### Material provided
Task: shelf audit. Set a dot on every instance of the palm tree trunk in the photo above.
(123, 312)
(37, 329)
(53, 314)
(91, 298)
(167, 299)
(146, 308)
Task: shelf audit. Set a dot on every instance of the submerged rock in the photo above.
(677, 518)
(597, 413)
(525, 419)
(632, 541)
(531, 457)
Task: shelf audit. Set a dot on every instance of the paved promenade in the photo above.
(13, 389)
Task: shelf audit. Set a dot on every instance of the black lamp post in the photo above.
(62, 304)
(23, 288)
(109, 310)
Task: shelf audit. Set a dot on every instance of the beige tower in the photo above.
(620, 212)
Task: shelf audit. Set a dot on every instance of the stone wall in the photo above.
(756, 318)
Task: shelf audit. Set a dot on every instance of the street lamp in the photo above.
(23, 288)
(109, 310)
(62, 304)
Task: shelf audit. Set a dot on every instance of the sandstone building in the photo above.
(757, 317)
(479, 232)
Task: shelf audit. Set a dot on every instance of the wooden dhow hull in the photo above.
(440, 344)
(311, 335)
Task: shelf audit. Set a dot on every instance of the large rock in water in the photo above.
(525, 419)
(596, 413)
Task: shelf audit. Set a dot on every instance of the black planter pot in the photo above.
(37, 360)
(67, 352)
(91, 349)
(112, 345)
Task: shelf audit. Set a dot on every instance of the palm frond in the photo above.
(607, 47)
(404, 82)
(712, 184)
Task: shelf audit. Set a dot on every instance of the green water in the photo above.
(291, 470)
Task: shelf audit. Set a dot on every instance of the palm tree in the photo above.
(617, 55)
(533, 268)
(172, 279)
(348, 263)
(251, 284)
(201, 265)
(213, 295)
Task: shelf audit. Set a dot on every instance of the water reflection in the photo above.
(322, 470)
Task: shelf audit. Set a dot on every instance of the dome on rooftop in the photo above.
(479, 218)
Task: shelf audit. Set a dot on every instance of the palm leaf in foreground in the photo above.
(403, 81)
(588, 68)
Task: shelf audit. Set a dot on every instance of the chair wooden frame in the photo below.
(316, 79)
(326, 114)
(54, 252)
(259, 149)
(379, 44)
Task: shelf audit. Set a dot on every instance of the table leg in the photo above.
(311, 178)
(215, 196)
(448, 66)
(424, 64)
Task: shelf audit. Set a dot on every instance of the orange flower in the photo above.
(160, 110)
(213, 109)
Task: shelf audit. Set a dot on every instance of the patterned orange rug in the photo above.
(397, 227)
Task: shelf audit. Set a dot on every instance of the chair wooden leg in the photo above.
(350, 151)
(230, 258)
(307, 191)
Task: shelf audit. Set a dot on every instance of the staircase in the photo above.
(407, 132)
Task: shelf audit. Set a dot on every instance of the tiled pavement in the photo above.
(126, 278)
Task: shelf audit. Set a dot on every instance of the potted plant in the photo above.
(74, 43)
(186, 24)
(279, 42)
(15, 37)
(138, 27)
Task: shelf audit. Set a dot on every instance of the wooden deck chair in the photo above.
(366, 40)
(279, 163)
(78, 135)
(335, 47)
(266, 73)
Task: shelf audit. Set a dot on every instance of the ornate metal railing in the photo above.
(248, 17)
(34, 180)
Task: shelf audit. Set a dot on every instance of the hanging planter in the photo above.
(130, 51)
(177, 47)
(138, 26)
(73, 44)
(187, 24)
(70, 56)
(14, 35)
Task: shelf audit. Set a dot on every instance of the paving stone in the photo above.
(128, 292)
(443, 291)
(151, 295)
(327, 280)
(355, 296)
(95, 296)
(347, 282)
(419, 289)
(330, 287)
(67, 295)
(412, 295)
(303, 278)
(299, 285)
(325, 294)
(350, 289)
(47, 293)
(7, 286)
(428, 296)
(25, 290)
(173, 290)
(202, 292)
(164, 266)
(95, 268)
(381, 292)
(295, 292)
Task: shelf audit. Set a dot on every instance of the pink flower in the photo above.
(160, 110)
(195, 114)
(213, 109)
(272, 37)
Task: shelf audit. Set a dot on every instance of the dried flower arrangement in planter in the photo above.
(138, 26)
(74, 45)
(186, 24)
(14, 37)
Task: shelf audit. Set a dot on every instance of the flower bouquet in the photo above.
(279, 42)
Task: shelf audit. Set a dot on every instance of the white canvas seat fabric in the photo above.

### What the task requires
Output all of the listing exactly as written.

### Response area
Task: shelf audit. Set a dot on every instance of the palm tree trunk in the photo above.
(123, 312)
(37, 329)
(53, 314)
(91, 298)
(167, 299)
(146, 308)
Task: shelf audit. Set a dot on every instance of the submerged rock in the photo above.
(677, 518)
(597, 413)
(525, 419)
(632, 541)
(531, 457)
Task: shelf audit. Set a dot on every instance of the paved promenade in the photo above.
(13, 389)
Task: shelf audit. Set a dot on every instance of the black lamp post in the photo above.
(62, 304)
(23, 288)
(109, 310)
Task: shelf audit. Set a dot on every instance of the beige tower in the photo above.
(620, 212)
Task: shelf audit. Set a dot on every instance of the stone wall in the photo above.
(756, 318)
Task: shelf audit. Set a dot on every instance of the street lamp in the photo above.
(23, 288)
(109, 310)
(62, 304)
Task: shelf audit. Set a dot on every instance of the sandstone building in the photo above.
(757, 317)
(479, 232)
Task: shelf audit. Set a dot on every instance of the wooden dhow hull in the photo above.
(440, 344)
(311, 335)
Task: shelf audit. Set a dot on every instance of the large rock in water in the photo above.
(525, 419)
(596, 413)
Task: shelf audit. Set a dot on every instance of the black planter pot in the photo above.
(37, 360)
(67, 352)
(91, 349)
(112, 345)
Task: shelf audit. Set a dot on every instance of the palm frond in the photo above.
(607, 47)
(404, 82)
(712, 184)
Task: shelf audit. Set a dot on every instance of the green water in the photo above.
(291, 470)
Task: shelf audit. Set a dot on every instance of the palm tree in the photo above.
(617, 55)
(533, 268)
(172, 279)
(348, 263)
(251, 284)
(201, 265)
(213, 295)
Task: shelf audit. Set a dot on every instance of the water reflection in the photo above.
(322, 470)
Task: shelf audit. Set a dot on every instance of the dome on rooftop in the photo above.
(479, 218)
Task: shelf audit. Set a dot on every instance of the palm leaf in foreground in the photo above.
(403, 81)
(588, 68)
Task: shelf audit. Set a dot on every instance of the chair wooden frame in the photo below.
(316, 79)
(326, 114)
(54, 252)
(259, 149)
(379, 44)
Task: shelf audit. Set a dot on every instance of the table leg in the photo above.
(311, 178)
(215, 196)
(448, 66)
(424, 64)
Task: shelf audit. Set a dot on every instance of the orange flower in the photo above.
(160, 110)
(213, 109)
Task: shelf audit. Set a dot on every instance of the patterned orange rug in the photo above.
(397, 227)
Task: shelf audit. Set a dot on every instance of the chair wooden leg in the photo above.
(350, 151)
(230, 258)
(307, 191)
Task: shelf audit. Set a dot on every instance of the staircase in the photo above.
(407, 132)
Task: shelf audit. Set a dot on every instance of the tiled pavement in the photo above.
(126, 278)
Task: shelf audit. Set a dot on every instance of the potted plant in the photo above.
(74, 43)
(186, 24)
(279, 42)
(15, 37)
(138, 27)
Task: shelf audit. Set a dot on every instance of the wooden deck chair in the photo above.
(366, 40)
(279, 163)
(78, 135)
(335, 47)
(266, 73)
Task: shelf audit. Set a dot on every instance of the ornate metal railing in the photo above.
(248, 17)
(34, 180)
Task: shelf audit. Set a dot on every instance of the hanging planter in the photo above.
(130, 51)
(177, 47)
(138, 26)
(73, 44)
(187, 24)
(70, 56)
(14, 35)
Task: shelf audit. Set a dot on every instance of the paving stone in the photo above.
(128, 292)
(443, 291)
(151, 295)
(327, 280)
(355, 296)
(95, 296)
(347, 282)
(419, 289)
(330, 287)
(67, 295)
(412, 295)
(303, 278)
(299, 285)
(325, 294)
(350, 289)
(47, 293)
(7, 286)
(428, 296)
(25, 290)
(173, 290)
(202, 292)
(164, 266)
(95, 268)
(381, 292)
(295, 292)
Task: shelf audit. Set a dot on every instance of the pink flower in the photo above.
(160, 110)
(195, 114)
(213, 109)
(272, 37)
Task: shelf audit. Set a dot on every instance of the dried flower arrangement in planter in the photo above.
(138, 26)
(74, 45)
(186, 24)
(14, 37)
Task: shelf audit. Set a dot on every instance of the flower bouquet in the photo above.
(279, 42)
Task: shelf audit. Set a dot on every instance of the white canvas seat fabric in the photo above.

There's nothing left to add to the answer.